*** Opening of Available records ***

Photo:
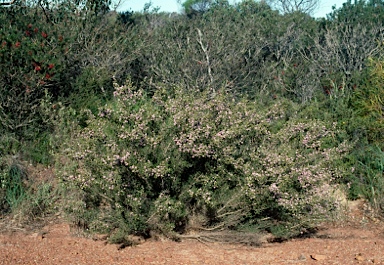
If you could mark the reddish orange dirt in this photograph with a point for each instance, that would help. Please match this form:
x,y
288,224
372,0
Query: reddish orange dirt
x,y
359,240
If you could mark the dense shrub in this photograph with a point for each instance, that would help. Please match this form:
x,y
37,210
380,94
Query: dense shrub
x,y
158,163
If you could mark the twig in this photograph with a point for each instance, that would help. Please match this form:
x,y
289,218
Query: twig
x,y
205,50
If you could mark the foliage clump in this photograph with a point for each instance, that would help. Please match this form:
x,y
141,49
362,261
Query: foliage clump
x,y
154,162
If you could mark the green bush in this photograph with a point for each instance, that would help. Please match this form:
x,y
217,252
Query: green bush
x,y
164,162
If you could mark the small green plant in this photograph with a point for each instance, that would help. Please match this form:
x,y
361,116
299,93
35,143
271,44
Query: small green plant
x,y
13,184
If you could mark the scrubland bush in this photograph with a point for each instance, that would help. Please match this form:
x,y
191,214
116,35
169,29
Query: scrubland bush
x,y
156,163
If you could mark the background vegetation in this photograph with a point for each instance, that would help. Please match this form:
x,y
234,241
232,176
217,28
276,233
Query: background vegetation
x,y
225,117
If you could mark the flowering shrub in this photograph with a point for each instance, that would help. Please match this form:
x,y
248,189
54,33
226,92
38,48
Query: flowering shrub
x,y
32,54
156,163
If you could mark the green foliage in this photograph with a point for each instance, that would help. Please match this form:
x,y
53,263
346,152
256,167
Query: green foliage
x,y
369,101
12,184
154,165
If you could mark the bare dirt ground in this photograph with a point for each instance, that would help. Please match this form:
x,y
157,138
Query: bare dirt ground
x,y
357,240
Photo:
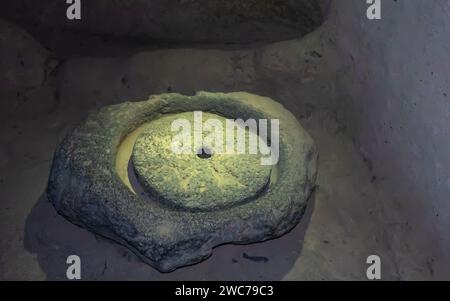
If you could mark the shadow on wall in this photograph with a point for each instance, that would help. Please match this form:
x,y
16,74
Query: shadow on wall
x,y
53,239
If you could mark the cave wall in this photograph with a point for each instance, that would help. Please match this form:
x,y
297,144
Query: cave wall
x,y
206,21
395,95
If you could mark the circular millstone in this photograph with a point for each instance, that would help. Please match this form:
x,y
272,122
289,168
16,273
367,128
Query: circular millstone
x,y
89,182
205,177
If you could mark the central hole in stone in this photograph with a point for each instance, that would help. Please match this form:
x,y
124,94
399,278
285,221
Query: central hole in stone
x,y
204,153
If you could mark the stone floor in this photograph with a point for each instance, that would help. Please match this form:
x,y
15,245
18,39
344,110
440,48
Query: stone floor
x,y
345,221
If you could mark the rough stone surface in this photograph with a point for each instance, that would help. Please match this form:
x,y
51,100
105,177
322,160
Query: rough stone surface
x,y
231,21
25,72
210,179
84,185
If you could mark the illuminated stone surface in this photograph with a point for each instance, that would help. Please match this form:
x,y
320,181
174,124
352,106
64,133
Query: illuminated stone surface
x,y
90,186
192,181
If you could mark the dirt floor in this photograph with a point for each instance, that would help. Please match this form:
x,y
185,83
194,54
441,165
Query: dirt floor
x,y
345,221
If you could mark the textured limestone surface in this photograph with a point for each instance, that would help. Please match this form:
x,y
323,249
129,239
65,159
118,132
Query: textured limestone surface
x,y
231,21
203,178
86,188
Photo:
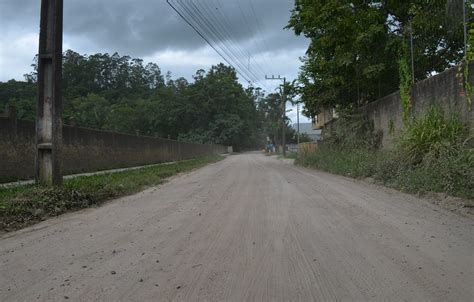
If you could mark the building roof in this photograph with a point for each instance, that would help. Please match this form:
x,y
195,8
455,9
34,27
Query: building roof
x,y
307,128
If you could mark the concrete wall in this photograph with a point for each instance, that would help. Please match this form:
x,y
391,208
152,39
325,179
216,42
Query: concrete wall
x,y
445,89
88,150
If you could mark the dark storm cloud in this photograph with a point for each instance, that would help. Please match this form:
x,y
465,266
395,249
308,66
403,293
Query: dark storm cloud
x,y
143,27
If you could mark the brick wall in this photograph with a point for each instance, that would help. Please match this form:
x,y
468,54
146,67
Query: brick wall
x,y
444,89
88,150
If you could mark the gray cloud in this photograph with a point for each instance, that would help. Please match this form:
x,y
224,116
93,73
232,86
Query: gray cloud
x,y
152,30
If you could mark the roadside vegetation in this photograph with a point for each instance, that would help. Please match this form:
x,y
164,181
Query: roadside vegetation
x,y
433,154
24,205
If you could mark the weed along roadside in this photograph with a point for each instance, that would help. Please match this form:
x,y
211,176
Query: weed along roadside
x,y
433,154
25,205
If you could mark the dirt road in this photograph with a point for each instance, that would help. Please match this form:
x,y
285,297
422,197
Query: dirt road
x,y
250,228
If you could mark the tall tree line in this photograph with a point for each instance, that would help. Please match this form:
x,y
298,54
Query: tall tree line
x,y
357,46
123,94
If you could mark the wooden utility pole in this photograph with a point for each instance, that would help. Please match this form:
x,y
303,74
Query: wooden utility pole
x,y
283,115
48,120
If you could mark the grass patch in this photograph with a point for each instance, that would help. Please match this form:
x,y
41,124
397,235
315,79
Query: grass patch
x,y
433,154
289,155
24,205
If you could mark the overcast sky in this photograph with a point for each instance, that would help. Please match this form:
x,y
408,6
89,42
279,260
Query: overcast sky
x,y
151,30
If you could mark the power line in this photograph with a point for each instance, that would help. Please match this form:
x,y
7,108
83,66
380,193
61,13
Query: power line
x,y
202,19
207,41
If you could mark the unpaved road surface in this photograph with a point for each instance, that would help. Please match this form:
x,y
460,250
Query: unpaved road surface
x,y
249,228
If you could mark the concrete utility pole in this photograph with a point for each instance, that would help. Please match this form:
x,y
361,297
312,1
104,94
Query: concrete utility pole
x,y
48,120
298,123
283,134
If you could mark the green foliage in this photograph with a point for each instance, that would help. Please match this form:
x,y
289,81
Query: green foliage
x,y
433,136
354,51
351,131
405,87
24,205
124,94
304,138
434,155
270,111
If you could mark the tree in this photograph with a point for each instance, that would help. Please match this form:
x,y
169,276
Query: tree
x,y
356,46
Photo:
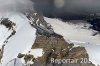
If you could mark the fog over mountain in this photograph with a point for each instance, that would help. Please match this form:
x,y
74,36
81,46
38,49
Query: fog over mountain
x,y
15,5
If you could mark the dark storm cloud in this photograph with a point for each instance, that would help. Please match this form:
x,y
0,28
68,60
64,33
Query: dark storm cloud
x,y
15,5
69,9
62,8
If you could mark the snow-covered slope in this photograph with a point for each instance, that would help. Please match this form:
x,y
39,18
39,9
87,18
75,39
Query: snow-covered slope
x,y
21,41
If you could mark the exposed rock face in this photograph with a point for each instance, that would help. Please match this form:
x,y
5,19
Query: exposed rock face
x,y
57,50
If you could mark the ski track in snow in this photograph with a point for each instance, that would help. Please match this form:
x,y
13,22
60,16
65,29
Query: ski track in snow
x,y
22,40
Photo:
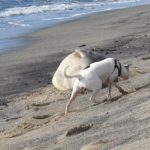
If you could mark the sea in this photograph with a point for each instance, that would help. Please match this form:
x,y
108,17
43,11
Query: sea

*** Close of Available records ***

Try it: Write out the whole listing exactly, and drop the pictures.

Answer to the problem:
Photo:
If you could mark the reddish orange dirt in this photograph with a point for each instance, that would help. Please match this form:
x,y
288,224
372,0
Query: reddish orange dirt
x,y
359,240
If you could mark the dense shrub in this photograph with a point for each instance, that would help. Please match this form:
x,y
37,210
380,94
Query: dense shrub
x,y
158,163
If you could mark the twig in this photograph with a point for each instance, that would help. Please match this form:
x,y
289,218
Query: twig
x,y
205,50
If you could mark the foliage clump in this photograph with a point for each instance, that would help. Please match this form:
x,y
141,49
362,261
Query: foliage clump
x,y
154,162
If you could mark the green bush in this photograph with a point for each instance, that would help. Please match this form:
x,y
217,252
Query: green bush
x,y
164,162
If you could mark the small green plant in this photograph with a point for each instance, that would help. Please match this form:
x,y
361,116
299,93
35,143
271,44
Query: small green plant
x,y
13,184
If you could mark the scrubland bush in this photograph with a point for each instance, that would help. Please match this form:
x,y
191,214
116,35
169,29
Query: scrubland bush
x,y
156,163
If you could mark the background vegetation in this photograph with a point for each instance, that would help. Please match this form:
x,y
234,241
232,176
217,28
276,233
Query: background vegetation
x,y
225,117
If you could mark the flowering shrub in this photograph with a point for each instance, that would help. Please match this form:
x,y
248,189
54,33
226,92
38,48
Query: flowering shrub
x,y
32,54
156,163
If you could mark the green foliage in this photograph with a point for each instance, that would help. Please match this form:
x,y
53,263
346,152
256,167
Query: green foliage
x,y
369,101
12,184
154,165
If you could mark the bare dirt ground in this photograph with a point for each instance, that would help. Please match this form:
x,y
157,138
Query: bare dirt ground
x,y
357,240
Photo:
If you could mark the shadow on wall in this photograph with a point for each instance, that would help. Please match this form:
x,y
16,74
Query: shadow on wall
x,y
53,239
If you could mark the cave wall in this photograph with a point for each instance, that would help. Please match this form:
x,y
297,144
Query: cave wall
x,y
206,21
395,95
If you could mark the circular millstone in this photograph with a point for each instance, that would help. Please match this form:
x,y
272,122
289,168
16,273
367,128
Query: circular millstone
x,y
89,182
205,177
If you could mark the central hole in stone in this photograph with a point for each instance, that would help. Please match this form:
x,y
124,94
399,278
285,221
Query: central hole in stone
x,y
204,153
If you could mark the stone floor in this photograph with a point for each instance, that would help. Please match this form:
x,y
15,245
18,39
344,110
440,48
Query: stone floor
x,y
345,221
If you could mark the rough stone surface in this photograph with a point for each instance, that would help. Please match this form:
x,y
51,100
105,177
322,160
Query: rough stone surface
x,y
231,21
25,72
210,179
84,185
If you could mark the illuminated stone surface in this photograph with a point for each instance, that would help. Please match this form:
x,y
320,181
174,124
352,106
64,133
Query: illuminated stone surface
x,y
90,186
192,181
If you could mark the dirt floor in this photograph with a point for each instance, that would help. Please match this form:
x,y
185,83
194,54
441,165
Query: dirt floor
x,y
345,221
If you could mark the textured limestone surface in this photograph with a point for each instance, that would help. Please match this form:
x,y
323,249
129,239
65,159
118,132
Query: textured limestone surface
x,y
231,21
203,178
86,188
Photo:
If you could mark the building roof in this photograph with a point for each instance, that would help. Please match this form:
x,y
195,8
455,9
34,27
Query: building roof
x,y
307,128
If you could mark the concrete wall in this photograph with a point for each instance, that would help. Please match this form:
x,y
391,208
152,39
325,179
216,42
Query: concrete wall
x,y
445,89
88,150
If you could mark the dark storm cloud in this photograph with a point for each instance, that would help. Please match this form:
x,y
465,266
395,249
308,66
403,293
Query: dark storm cloud
x,y
143,27
If you could mark the brick wall in this photograph with a point for each instance, that would help. Please match this form:
x,y
468,54
146,67
Query: brick wall
x,y
444,89
88,150
If you could mark the gray cloud in this photograph with a point for each instance, that would help. Please match this form:
x,y
224,116
93,73
232,86
Query: gray cloud
x,y
152,30
If you could mark the roadside vegetation in this photograph with a point for each instance, that would help. Please match this form:
x,y
164,181
Query: roadside vegetation
x,y
433,154
24,205
If you could mark the weed along roadside in this photograph with a point for each instance, that would help. Please match this form:
x,y
211,176
Query: weed along roadside
x,y
433,154
25,205
If you could mark the dirt road in this photograph with a point for each instance, that would help. Please match this form:
x,y
285,297
422,197
Query: dirt road
x,y
250,228
If you could mark the tall tree line in this photograph with a point for each instance, that would help. Please match this form:
x,y
298,54
Query: tall tree line
x,y
357,46
123,94
If you could mark the wooden utility pole in this photograph with a point for each instance, that would help. Please match this form:
x,y
303,74
Query: wooden utility pole
x,y
283,115
48,120
If you could mark the grass patch in this photograph with a point for each instance, that would help. Please match this form:
x,y
41,124
397,235
315,79
Query: grass patch
x,y
433,154
289,155
24,205
If you could mark the overcast sky in this photograph with a point for each instance, that would help. Please match this form:
x,y
408,6
89,42
279,260
Query: overcast sky
x,y
151,30
If you could mark the power line in this photograph with a point for each instance, that would help. Please match this form:
x,y
7,108
83,66
380,193
61,13
Query: power line
x,y
202,19
207,41
If you could mark the unpaved road surface in this photograph with a point for each instance, that would help. Please match this form:
x,y
460,250
Query: unpaved road surface
x,y
249,228
If you could mark the concrete utility pole in this photograph with a point for each instance, that would help. Please match this form:
x,y
361,297
312,1
104,94
Query: concrete utility pole
x,y
48,120
298,123
283,134
If you could mark the green foliage in this photograph with a point for each instance, that would help. Please match this form:
x,y
289,81
Query: green foliage
x,y
433,136
354,51
351,131
405,87
24,205
124,94
304,138
434,155
270,111
If you could mark the tree in this photograph with a point for each instance, that would help. Please match this form:
x,y
169,276
Query: tree
x,y
356,46
Photo:
If you could mark the fog over mountain in this photograph with a point for each instance, that would help. Please match this form:
x,y
74,36
81,46
38,49
Query: fog over mountain
x,y
15,5
If you could mark the dark storm cloud in this photograph with a point for each instance, that would help. Please match this form:
x,y
0,28
68,60
64,33
Query: dark storm cloud
x,y
15,5
69,9
62,8
If you could mark the snow-covered slope in this photograph with a point for each instance, that would help. Please match this form:
x,y
39,18
39,9
87,18
75,39
Query: snow-covered slope
x,y
21,41
If you could mark the exposed rock face in this photograph with a point for each instance, that would help. Please match this form:
x,y
5,19
Query: exposed rock face
x,y
57,50
If you could mark the ski track in snow in this photograph with a point for each instance, that would help. Please match this form:
x,y
13,22
60,16
65,29
Query: ski track in snow
x,y
22,40
Photo:
If you could mark the sea in this photograph with a point for each instance, that would help. Please match this form:
x,y
108,17
43,11
Query: sea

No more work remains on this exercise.